Document extract —
However, like the U.S. Supreme Court’s 2013 opinion in Maryland v. King, the Buza majority accepted the government’s argument that a DNA sample is no different from a fingerprint and that the government’s interest in “identifying” an arrestee outweighs the arrestee’s right to privacy. But, as Justice Liu notes in his dissent, “This is not a scheme carefully calibrated to identify felony offenders. Instead, it can be fairly described as a biological dragnet”—a dragnet that disproportionately impacts African Americans. “The fact that felony arrests of African Americans disproportionately result in no charges or dropped charges means that African Americans are disproportionately represented among the thousands of DNA profiles that the state has no legal basis for retaining.”

Both dissents also take the majority to task for relying too heavily on the federal Supreme Court’s opinion in King and failing to exercise their independent jurisdiction to evaluate California’s law under the state’s own constitution. The California constitution, like other states, has a provision parallel to the Fourth Amendment that protects state residents from unlawful searches and seizures. However, unlike the federal constitution, California’s constitution also has a provision that expressly recognizes and protects a right to privacy. This difference, combined with significant differences between California’s law and Maryland’s law addressed in King, should have tilted the court toward finding California’s law unconstitutional. 

The majority takes great pains to emphasize that its ruling is narrow and limited to someone in Mr. Buza’s position—a person arrested while in the act of committing a serious felony like arson. The court says that someone else arrested in the future absent probable cause could have a “valid as-applied challenge to the adequacy of the DNA Act’s expungement procedures or to application of the Act’s other operative provisions, in addition to the other remedies available for unlawful arrest.”

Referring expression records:
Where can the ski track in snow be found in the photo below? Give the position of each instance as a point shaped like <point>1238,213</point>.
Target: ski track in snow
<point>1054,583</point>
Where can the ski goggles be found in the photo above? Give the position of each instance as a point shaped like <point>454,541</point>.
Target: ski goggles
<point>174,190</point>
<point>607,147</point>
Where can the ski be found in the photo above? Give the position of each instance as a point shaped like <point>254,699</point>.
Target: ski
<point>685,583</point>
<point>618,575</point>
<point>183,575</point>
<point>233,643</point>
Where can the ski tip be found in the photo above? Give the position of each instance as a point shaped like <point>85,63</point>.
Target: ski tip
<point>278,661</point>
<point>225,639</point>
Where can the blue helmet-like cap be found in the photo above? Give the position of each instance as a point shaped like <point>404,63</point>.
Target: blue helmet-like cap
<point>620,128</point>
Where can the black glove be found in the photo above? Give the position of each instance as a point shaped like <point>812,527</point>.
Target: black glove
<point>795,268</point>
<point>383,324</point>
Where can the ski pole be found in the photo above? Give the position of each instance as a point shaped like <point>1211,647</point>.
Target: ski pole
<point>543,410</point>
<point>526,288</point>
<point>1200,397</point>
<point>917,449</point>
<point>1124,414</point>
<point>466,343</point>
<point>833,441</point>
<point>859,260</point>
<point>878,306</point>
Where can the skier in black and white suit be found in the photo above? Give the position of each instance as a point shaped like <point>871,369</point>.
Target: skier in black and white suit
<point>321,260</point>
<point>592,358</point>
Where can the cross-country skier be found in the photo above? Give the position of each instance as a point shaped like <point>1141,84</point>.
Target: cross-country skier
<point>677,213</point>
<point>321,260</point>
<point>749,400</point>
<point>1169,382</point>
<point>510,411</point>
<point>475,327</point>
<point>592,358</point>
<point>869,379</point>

---

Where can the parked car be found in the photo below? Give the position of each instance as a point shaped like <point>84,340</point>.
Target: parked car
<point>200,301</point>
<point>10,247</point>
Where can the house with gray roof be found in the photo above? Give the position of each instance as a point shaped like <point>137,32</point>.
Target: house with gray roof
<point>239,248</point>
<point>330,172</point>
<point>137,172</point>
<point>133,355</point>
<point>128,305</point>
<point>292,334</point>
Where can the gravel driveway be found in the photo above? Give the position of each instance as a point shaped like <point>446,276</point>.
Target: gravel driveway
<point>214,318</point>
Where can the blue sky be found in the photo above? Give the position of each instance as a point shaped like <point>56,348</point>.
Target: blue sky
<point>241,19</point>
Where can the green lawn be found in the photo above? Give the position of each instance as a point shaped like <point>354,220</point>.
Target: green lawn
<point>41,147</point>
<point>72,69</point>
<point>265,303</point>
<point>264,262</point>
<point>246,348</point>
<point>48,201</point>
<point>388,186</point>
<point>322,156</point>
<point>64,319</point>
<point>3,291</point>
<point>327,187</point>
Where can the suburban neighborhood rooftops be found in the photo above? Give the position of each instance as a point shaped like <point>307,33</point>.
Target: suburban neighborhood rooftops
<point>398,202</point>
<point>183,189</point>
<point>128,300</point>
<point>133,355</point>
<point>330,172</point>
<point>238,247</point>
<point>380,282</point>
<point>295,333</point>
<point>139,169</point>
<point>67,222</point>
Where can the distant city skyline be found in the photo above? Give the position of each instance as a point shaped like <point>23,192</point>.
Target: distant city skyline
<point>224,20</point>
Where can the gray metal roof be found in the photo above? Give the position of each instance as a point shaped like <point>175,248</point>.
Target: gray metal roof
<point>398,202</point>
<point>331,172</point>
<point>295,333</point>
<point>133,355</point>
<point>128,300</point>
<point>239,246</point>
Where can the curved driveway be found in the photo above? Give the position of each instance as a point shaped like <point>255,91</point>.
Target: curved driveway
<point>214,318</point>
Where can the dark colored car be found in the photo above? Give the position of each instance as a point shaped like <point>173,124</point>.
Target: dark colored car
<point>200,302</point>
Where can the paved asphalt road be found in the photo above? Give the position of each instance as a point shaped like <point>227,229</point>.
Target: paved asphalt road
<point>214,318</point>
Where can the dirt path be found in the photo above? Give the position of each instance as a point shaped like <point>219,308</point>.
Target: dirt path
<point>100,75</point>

Directions —
Reproduce the entire passage on the Buza ruling about California's DNA collection law word for word. The records have no connection to the text.

Answer box —
However, like the U.S. Supreme Court’s 2013 opinion in Maryland v. King, the Buza majority accepted the government’s argument that a DNA sample is no different from a fingerprint and that the government’s interest in “identifying” an arrestee outweighs the arrestee’s right to privacy. But, as Justice Liu notes in his dissent, “This is not a scheme carefully calibrated to identify felony offenders. Instead, it can be fairly described as a biological dragnet”—a dragnet that disproportionately impacts African Americans. “The fact that felony arrests of African Americans disproportionately result in no charges or dropped charges means that African Americans are disproportionately represented among the thousands of DNA profiles that the state has no legal basis for retaining.”

Both dissents also take the majority to task for relying too heavily on the federal Supreme Court’s opinion in King and failing to exercise their independent jurisdiction to evaluate California’s law under the state’s own constitution. The California constitution, like other states, has a provision parallel to the Fourth Amendment that protects state residents from unlawful searches and seizures. However, unlike the federal constitution, California’s constitution also has a provision that expressly recognizes and protects a right to privacy. This difference, combined with significant differences between California’s law and Maryland’s law addressed in King, should have tilted the court toward finding California’s law unconstitutional. 

The majority takes great pains to emphasize that its ruling is narrow and limited to someone in Mr. Buza’s position—a person arrested while in the act of committing a serious felony like arson. The court says that someone else arrested in the future absent probable cause could have a “valid as-applied challenge to the adequacy of the DNA Act’s expungement procedures or to application of the Act’s other operative provisions, in addition to the other remedies available for unlawful arrest.”